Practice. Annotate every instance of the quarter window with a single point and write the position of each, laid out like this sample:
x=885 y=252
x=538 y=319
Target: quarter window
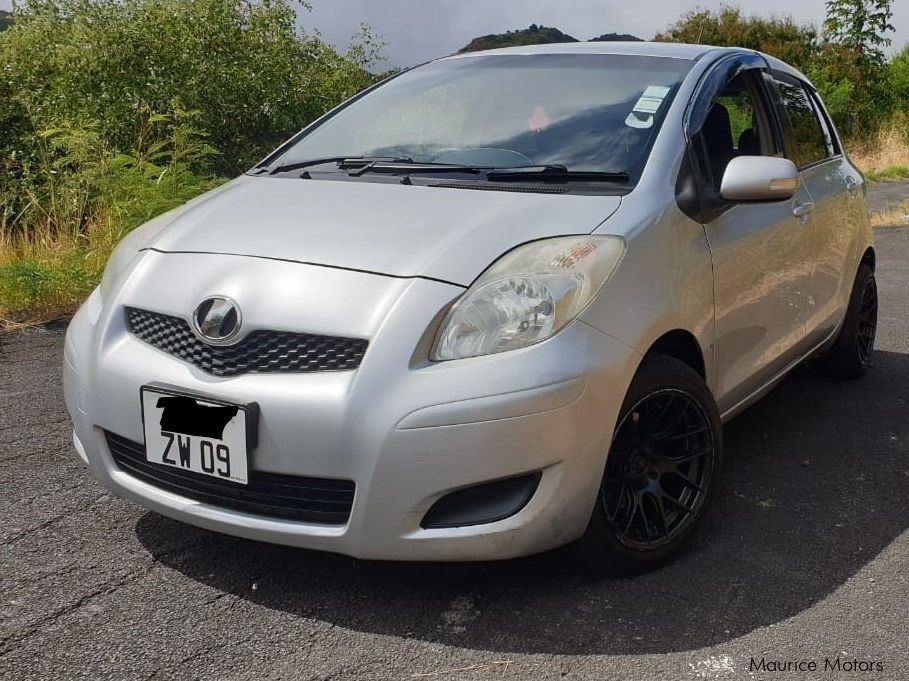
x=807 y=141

----

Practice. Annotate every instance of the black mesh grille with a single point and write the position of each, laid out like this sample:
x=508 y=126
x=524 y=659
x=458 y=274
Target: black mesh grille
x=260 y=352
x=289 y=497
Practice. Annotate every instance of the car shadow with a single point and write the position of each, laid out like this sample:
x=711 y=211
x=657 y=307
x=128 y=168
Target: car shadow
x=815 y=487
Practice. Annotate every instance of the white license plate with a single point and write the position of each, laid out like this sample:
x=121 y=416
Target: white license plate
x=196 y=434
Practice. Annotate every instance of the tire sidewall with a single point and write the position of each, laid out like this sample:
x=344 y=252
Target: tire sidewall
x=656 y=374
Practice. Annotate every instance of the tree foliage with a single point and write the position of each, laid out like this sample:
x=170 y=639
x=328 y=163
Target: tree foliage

----

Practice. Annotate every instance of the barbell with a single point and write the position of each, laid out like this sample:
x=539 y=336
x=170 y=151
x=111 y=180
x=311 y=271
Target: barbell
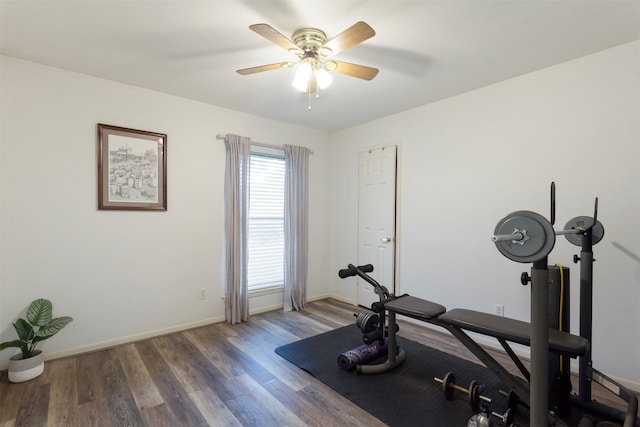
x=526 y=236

----

> What this task involves
Can you copy out, word for word, everything from the line containing "Practice. Annotate every instance of the quarter" down to the line containing "x=807 y=141", both of those lines included, with the pictures left out?

> Solution to the problem
Practice. Annotate every instance of the quarter window with a single point and write the position of each, laid out like this sample:
x=885 y=252
x=538 y=319
Target: quarter window
x=807 y=141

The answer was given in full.